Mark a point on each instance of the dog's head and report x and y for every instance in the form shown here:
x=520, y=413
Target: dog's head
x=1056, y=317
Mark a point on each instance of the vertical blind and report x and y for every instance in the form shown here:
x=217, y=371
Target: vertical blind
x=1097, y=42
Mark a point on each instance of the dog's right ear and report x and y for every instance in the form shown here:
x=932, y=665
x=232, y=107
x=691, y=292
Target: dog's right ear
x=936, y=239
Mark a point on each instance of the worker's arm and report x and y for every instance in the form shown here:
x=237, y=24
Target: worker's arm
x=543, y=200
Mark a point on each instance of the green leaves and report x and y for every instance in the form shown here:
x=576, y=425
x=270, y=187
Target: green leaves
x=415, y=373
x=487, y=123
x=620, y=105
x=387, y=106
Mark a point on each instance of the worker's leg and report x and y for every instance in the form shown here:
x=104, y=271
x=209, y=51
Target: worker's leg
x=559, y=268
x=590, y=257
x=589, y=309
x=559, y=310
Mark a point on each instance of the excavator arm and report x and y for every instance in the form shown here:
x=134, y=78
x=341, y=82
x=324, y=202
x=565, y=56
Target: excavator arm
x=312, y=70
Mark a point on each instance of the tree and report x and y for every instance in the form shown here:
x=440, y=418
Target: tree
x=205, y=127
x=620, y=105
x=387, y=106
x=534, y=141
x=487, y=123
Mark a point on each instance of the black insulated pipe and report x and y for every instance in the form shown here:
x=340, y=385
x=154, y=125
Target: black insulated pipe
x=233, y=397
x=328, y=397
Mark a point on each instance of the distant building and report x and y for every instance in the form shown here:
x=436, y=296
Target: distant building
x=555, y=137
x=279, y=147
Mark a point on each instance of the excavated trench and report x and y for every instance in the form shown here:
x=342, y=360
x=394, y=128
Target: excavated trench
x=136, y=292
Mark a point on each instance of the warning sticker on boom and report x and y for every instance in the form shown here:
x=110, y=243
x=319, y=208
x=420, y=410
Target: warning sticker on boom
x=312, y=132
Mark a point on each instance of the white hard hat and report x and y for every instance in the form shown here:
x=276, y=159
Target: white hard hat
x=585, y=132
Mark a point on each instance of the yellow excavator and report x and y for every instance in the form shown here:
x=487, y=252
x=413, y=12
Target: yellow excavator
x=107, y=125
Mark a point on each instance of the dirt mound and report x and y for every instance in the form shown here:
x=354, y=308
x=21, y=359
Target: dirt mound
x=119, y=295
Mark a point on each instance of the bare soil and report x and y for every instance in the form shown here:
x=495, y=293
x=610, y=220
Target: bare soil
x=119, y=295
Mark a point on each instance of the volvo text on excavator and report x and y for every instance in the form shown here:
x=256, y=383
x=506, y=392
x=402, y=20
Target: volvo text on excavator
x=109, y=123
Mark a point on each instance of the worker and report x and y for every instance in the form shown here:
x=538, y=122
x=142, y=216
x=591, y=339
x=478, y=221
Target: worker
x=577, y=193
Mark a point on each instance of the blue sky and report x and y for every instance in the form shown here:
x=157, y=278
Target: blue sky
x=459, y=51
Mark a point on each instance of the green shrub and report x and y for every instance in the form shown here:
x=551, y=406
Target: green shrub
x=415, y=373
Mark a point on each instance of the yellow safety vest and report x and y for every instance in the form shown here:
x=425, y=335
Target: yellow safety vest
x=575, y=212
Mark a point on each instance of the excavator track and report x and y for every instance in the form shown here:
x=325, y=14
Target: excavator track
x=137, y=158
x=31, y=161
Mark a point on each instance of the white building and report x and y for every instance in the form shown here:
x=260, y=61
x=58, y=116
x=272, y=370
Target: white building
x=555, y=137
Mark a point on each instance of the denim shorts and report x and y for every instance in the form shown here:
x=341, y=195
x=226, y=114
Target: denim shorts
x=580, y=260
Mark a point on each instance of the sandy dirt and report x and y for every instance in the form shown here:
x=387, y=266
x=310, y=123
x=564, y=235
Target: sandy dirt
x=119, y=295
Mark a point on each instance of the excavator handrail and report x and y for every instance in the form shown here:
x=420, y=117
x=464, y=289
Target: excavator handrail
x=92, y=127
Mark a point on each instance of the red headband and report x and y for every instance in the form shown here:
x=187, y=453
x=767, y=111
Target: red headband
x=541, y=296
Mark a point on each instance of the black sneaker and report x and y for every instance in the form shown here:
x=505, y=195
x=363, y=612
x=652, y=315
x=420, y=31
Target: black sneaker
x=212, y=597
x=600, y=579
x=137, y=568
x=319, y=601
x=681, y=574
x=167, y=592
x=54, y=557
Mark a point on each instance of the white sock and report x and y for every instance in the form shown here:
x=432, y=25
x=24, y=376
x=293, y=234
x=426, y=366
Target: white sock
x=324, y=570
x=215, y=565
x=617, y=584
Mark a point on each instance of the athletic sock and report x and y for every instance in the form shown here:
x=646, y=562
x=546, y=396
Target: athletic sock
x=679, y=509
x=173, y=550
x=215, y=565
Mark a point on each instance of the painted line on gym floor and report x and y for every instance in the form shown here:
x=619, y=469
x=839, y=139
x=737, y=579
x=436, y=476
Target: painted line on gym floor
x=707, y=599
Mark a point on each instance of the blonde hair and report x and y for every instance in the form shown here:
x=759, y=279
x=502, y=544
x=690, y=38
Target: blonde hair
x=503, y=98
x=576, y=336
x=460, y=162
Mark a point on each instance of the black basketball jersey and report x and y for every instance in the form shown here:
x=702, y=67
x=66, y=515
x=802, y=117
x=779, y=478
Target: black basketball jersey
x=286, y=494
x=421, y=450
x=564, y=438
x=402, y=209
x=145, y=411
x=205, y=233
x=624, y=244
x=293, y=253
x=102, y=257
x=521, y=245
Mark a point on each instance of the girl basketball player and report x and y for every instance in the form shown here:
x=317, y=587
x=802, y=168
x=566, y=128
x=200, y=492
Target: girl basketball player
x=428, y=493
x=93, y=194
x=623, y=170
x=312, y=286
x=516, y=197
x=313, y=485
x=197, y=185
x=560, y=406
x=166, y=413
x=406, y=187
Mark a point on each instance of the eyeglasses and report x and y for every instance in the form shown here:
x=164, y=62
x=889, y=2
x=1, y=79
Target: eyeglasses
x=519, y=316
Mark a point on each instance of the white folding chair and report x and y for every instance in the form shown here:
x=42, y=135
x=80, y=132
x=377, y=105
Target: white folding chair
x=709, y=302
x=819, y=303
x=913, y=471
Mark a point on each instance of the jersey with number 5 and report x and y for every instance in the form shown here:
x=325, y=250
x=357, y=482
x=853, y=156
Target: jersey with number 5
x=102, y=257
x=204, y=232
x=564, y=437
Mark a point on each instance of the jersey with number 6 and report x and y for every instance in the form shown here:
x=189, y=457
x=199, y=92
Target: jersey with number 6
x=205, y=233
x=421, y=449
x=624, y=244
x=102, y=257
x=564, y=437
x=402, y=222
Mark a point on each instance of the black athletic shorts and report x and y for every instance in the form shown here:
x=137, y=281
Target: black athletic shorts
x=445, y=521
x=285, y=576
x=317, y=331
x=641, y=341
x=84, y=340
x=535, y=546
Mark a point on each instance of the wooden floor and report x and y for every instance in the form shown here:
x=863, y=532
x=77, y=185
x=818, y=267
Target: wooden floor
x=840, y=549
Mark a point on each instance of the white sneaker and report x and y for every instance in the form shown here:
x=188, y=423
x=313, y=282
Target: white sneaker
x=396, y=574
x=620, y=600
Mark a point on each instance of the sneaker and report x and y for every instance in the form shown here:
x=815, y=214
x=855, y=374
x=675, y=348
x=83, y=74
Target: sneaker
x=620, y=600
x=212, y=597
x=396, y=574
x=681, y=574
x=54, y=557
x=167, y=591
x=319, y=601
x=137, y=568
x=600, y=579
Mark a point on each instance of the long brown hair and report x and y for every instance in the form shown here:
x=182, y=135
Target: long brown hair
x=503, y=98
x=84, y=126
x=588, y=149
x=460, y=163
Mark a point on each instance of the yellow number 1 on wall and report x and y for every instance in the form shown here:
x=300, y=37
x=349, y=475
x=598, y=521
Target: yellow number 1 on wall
- - - - -
Problem to work on
Rewrite all the lines between the one containing "Mark a point on each instance of the black athletic" and the one containing "x=535, y=546", inclusive, and shift each answer's x and y coordinates up by 50. Leave the sample coordinates that show the format unchanged.

Response to this task
Mark a point on each instance of the black athletic shorts and report x and y for every instance in the form shown here:
x=137, y=281
Target: black athletic shorts
x=495, y=571
x=335, y=626
x=367, y=381
x=691, y=391
x=134, y=390
x=585, y=596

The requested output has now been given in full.